# [REQUIRED TASK]
The output should consist solely of the line containing "Expected behaviour: a marker sits on the dry stick, one" and the lines that follow it through the end of the data below.

•••••

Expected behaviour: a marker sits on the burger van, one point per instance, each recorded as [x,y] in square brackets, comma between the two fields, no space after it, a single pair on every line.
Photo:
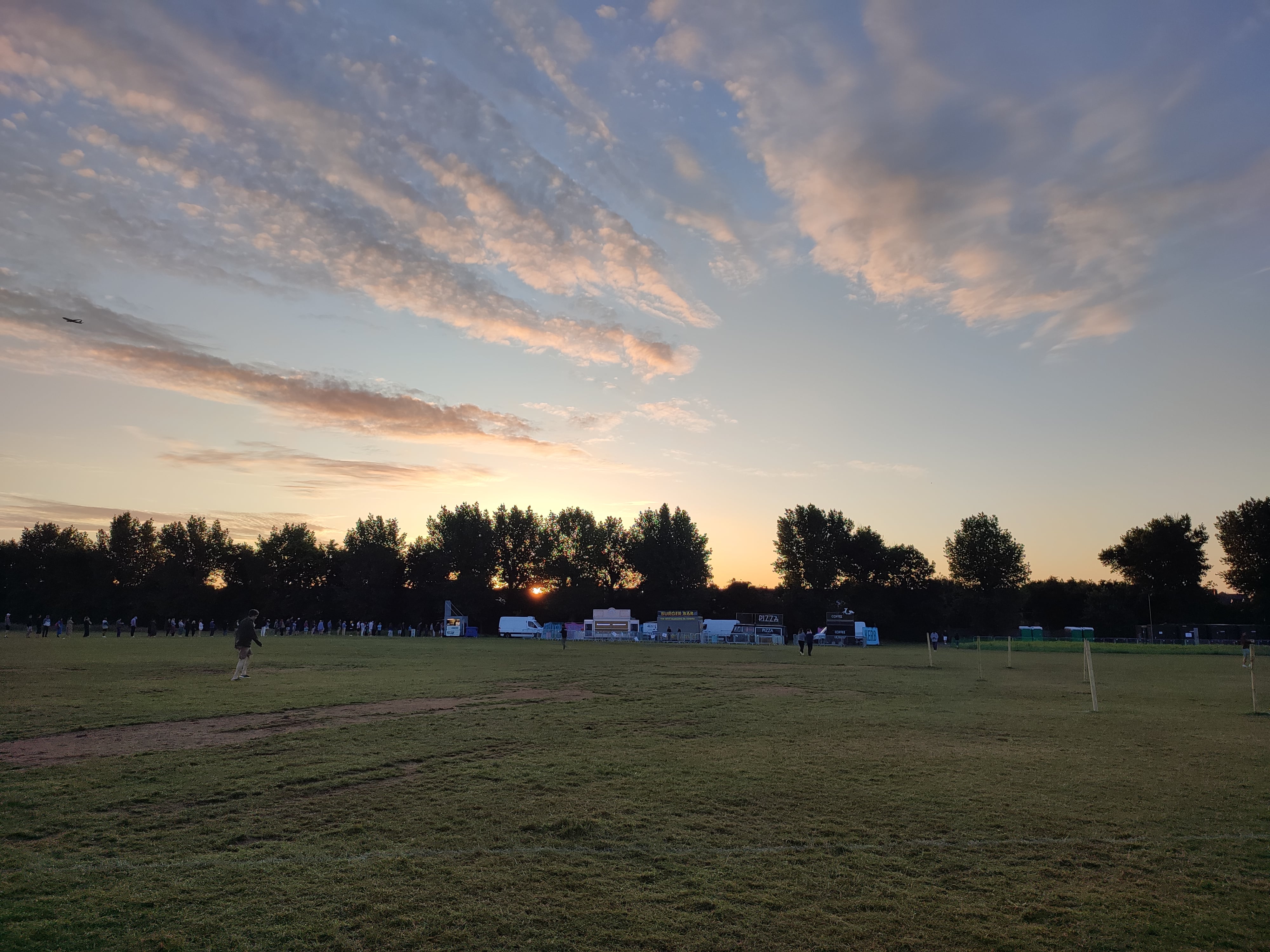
[519,626]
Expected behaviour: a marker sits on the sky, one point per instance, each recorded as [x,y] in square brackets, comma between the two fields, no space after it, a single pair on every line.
[907,261]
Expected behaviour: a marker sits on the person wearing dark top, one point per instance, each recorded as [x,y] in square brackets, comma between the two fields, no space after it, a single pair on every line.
[243,639]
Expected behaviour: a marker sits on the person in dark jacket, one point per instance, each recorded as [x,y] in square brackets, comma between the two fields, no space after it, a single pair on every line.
[243,639]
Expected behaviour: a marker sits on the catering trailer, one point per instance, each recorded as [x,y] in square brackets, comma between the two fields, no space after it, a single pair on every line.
[519,626]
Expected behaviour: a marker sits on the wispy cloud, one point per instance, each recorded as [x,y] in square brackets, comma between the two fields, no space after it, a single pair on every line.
[582,420]
[312,475]
[22,512]
[143,354]
[335,199]
[680,413]
[918,185]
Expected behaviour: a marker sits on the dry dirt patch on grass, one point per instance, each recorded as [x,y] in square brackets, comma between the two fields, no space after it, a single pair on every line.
[775,690]
[239,729]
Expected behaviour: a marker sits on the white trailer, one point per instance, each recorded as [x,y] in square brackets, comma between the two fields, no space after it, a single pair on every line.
[520,626]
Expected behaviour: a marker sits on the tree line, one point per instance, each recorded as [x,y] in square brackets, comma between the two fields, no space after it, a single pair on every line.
[562,565]
[1161,569]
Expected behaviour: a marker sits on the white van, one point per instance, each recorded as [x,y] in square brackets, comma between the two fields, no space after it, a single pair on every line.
[520,626]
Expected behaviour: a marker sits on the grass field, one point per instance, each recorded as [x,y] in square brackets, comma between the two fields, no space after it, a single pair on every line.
[664,798]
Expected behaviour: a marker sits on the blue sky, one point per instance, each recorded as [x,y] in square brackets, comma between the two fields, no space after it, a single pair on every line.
[912,262]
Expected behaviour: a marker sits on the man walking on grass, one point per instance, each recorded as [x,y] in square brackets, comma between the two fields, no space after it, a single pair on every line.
[243,639]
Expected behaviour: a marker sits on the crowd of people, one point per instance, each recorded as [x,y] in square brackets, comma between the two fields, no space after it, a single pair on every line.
[196,628]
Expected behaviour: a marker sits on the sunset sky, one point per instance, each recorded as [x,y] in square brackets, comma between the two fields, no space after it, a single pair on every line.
[907,261]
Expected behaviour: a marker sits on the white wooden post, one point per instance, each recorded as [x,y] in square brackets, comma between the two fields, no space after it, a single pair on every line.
[1089,664]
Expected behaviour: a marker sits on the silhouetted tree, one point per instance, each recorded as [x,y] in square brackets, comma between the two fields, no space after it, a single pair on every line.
[811,545]
[986,557]
[197,548]
[373,567]
[1165,557]
[670,554]
[463,540]
[293,565]
[1245,538]
[131,550]
[576,549]
[520,544]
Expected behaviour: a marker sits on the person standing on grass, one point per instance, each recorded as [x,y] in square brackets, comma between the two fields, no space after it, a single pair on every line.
[243,639]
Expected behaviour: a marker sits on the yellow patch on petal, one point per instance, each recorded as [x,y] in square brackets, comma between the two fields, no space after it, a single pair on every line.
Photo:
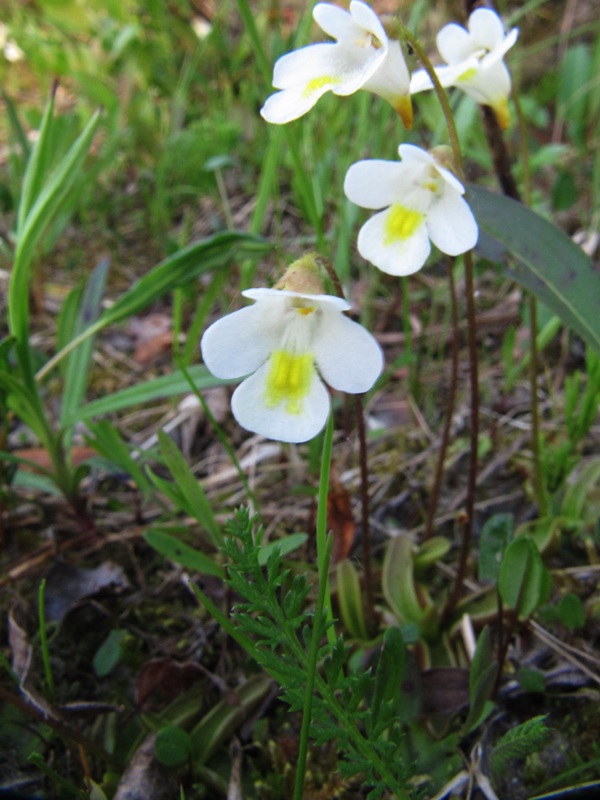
[318,83]
[289,380]
[402,105]
[401,223]
[502,113]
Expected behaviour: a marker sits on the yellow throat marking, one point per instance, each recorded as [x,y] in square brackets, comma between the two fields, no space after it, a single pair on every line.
[401,223]
[318,83]
[289,380]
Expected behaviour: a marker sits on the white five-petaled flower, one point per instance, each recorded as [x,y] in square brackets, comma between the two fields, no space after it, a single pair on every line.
[286,342]
[362,57]
[422,200]
[474,61]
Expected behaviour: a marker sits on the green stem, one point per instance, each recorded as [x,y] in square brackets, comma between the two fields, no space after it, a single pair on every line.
[364,496]
[405,34]
[502,166]
[322,557]
[313,656]
[471,330]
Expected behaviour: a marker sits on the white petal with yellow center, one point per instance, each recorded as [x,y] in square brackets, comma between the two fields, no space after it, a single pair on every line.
[361,58]
[292,418]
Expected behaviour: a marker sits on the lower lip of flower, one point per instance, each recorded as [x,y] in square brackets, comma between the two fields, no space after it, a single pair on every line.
[401,223]
[318,83]
[289,380]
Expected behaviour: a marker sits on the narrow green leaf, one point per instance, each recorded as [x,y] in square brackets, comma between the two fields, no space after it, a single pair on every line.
[220,722]
[181,553]
[79,360]
[540,257]
[181,268]
[159,388]
[390,675]
[195,500]
[15,123]
[31,228]
[495,536]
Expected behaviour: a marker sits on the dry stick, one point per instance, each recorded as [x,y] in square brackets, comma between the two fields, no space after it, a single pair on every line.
[503,169]
[62,728]
[364,497]
[439,471]
[473,445]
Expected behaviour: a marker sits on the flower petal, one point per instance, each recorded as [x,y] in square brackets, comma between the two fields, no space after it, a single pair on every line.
[250,408]
[237,344]
[374,183]
[347,356]
[451,224]
[276,294]
[398,257]
[486,28]
[391,81]
[454,43]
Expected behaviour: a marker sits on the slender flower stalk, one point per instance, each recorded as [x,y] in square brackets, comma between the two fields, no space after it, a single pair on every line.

•••••

# [RESULT OF THE EXERCISE]
Expected behaviour: a marker sits on the dry stick, one point per instance, each recorded as [x,y] in square brackets, comma between the two fields, no space after it, a single pair on every line.
[503,169]
[62,728]
[364,497]
[439,471]
[473,445]
Expected behaviour: a marker sits on the flower petal, one point per instance, each recorded as [x,y] in square brackets, comma between the two fields, no space after it, a single pair on every line.
[250,408]
[237,344]
[374,183]
[347,356]
[451,224]
[276,294]
[398,257]
[486,28]
[391,81]
[454,43]
Expected behaviour: a marker sits on the slender flower stalk, one point per instance, each recorded as [x,y] in square brackets, comma between the two fields, no space after it, a single pair on every line.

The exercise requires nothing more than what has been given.